*Input records*
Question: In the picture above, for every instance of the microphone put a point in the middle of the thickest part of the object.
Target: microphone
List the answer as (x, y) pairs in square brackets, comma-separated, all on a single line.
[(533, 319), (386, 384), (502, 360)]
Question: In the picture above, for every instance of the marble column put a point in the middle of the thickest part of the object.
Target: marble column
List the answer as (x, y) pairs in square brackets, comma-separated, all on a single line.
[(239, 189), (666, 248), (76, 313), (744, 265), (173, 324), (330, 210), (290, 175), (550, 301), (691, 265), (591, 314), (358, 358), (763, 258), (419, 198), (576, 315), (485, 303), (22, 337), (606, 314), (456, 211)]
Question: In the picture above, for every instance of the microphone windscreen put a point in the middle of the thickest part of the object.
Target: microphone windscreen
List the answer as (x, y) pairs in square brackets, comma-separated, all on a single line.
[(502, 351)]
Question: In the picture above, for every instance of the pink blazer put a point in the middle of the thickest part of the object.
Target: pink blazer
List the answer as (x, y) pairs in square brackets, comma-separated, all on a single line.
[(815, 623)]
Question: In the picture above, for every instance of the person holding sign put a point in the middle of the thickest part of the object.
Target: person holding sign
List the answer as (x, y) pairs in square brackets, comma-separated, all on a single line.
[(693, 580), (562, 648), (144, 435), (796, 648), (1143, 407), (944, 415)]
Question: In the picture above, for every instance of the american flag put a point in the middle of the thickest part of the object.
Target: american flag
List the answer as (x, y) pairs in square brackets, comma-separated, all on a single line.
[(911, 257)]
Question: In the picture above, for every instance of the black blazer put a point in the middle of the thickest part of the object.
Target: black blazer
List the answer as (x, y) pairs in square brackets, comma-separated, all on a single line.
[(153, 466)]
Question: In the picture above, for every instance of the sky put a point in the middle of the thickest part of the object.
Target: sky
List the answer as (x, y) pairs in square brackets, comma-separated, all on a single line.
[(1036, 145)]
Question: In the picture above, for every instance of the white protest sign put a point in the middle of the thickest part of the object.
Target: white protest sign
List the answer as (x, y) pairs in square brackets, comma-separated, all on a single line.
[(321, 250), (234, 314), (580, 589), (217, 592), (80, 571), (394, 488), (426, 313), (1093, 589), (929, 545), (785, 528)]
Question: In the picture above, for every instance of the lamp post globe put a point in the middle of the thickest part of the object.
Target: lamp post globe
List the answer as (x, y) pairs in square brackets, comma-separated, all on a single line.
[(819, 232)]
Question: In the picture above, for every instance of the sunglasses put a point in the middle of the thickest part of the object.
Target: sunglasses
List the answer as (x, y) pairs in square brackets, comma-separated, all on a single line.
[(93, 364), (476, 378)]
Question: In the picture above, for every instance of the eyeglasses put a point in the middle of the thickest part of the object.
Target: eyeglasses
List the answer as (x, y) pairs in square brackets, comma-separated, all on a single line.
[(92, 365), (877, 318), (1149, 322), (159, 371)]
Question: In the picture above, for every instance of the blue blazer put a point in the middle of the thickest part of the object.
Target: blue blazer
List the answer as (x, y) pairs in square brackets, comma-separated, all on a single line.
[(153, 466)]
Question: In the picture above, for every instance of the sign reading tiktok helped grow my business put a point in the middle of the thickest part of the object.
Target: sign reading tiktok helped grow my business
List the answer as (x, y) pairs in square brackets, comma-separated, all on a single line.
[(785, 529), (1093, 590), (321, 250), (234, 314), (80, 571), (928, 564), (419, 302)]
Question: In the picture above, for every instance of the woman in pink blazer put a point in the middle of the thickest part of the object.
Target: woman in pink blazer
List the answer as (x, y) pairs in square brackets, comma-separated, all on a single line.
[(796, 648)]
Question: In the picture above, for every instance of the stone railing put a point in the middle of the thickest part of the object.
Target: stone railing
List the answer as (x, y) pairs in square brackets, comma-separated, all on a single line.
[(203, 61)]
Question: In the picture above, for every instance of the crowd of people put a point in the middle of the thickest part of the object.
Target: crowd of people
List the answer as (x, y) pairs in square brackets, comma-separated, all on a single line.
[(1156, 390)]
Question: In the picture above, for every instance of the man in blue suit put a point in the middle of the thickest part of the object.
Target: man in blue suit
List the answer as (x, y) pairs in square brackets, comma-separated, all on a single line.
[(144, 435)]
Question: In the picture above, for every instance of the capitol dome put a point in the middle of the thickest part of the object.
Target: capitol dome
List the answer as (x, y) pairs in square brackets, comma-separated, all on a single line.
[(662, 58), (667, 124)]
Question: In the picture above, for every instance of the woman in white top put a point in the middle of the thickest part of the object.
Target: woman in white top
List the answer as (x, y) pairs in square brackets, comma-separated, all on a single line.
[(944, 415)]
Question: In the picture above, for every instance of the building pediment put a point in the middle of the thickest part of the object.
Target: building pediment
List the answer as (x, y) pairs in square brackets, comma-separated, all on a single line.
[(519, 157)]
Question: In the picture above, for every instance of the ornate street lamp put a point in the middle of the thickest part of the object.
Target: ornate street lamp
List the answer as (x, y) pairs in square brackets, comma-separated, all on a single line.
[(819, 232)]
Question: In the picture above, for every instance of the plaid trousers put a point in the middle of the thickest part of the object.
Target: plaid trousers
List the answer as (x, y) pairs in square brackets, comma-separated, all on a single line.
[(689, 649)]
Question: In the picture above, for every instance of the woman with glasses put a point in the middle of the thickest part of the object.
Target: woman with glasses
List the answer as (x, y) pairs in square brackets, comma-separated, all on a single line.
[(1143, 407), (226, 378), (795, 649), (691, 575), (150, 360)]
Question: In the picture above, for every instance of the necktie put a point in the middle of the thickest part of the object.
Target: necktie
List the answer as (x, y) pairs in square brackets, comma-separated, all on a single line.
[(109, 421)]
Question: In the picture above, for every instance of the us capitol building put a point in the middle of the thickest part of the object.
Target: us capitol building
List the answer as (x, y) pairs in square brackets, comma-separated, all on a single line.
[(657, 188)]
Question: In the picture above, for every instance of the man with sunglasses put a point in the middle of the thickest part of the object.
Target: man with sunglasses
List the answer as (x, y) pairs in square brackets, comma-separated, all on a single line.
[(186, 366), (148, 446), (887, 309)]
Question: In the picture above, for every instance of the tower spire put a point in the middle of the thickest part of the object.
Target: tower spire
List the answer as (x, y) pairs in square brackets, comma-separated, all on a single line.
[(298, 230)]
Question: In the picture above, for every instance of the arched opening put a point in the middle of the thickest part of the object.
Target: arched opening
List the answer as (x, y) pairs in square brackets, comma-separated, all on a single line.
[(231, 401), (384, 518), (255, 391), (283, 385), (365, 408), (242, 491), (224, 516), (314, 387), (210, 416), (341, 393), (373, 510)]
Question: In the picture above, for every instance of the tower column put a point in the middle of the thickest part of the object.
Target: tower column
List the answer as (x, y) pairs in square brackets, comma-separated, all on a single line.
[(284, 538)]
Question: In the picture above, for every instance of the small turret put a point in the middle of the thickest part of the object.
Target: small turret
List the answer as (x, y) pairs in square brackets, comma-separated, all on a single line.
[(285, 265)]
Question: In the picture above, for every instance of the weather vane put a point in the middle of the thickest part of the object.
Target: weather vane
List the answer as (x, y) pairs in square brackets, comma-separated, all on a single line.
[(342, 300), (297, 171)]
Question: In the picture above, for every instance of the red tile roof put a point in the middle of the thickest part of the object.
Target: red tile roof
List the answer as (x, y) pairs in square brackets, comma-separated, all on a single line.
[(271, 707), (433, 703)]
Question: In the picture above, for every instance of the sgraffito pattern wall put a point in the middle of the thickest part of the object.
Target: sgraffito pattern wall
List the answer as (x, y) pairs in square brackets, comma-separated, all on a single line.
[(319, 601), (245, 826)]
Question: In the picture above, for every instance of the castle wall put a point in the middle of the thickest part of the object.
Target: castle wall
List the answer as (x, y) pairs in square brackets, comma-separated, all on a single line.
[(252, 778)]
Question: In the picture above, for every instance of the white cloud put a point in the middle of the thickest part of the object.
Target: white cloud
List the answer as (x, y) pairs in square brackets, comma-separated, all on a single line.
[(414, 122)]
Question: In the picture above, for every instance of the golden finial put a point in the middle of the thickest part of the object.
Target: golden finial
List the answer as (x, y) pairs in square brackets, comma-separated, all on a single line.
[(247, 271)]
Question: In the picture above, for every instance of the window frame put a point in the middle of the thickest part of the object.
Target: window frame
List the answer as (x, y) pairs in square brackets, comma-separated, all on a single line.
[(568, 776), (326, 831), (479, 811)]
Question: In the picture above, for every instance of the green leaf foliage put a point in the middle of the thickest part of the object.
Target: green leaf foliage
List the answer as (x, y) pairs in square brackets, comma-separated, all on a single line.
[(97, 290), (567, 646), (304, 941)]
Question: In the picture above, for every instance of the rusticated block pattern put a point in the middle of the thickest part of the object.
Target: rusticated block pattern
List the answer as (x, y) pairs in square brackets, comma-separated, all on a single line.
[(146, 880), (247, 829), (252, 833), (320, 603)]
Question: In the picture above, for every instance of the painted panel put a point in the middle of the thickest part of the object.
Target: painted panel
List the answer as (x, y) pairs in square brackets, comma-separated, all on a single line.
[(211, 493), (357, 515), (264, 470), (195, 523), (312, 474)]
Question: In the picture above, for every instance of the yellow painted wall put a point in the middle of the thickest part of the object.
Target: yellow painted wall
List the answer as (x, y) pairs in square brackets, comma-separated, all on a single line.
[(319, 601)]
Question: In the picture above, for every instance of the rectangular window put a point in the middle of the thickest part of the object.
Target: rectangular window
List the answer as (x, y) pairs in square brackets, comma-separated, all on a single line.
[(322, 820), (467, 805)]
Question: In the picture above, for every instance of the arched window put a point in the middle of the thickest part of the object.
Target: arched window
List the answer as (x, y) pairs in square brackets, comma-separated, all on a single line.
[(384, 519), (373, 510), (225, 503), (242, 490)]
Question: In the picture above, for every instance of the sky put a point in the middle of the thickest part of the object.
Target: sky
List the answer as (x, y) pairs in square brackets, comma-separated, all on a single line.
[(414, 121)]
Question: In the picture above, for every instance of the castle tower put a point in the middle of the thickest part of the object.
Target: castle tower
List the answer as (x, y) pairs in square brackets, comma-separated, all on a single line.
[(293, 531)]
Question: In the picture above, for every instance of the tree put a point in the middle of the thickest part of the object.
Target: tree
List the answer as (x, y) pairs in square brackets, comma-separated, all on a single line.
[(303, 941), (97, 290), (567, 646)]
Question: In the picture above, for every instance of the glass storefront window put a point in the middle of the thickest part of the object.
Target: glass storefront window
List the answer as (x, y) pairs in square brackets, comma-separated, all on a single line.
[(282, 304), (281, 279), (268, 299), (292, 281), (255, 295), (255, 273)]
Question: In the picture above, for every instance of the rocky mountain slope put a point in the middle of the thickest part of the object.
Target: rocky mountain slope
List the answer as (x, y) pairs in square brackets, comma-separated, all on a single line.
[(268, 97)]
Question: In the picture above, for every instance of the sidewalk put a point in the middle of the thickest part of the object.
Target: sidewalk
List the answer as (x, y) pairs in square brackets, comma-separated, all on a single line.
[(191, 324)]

*Task brief*
Starting at the line that contains "Question: In the picture above, for every instance of the rocky", output each remaining line of the listing, the last line included, exactly as it appears.

*Solution for this task*
Question: In the picture above, for every instance of the rocky mountain slope put a point in the middle of the thickest part of the object.
Target: rocky mountain slope
List the answer as (x, y) pairs in square brackets, comma-separated, all on a single line.
[(268, 97)]
Question: In the picture above, for every instance of the sidewalk put a point in the middle of the thickest part of the object.
Target: sidewalk
List the answer as (x, y) pairs in square brackets, comma-separated, all on a single line.
[(191, 324)]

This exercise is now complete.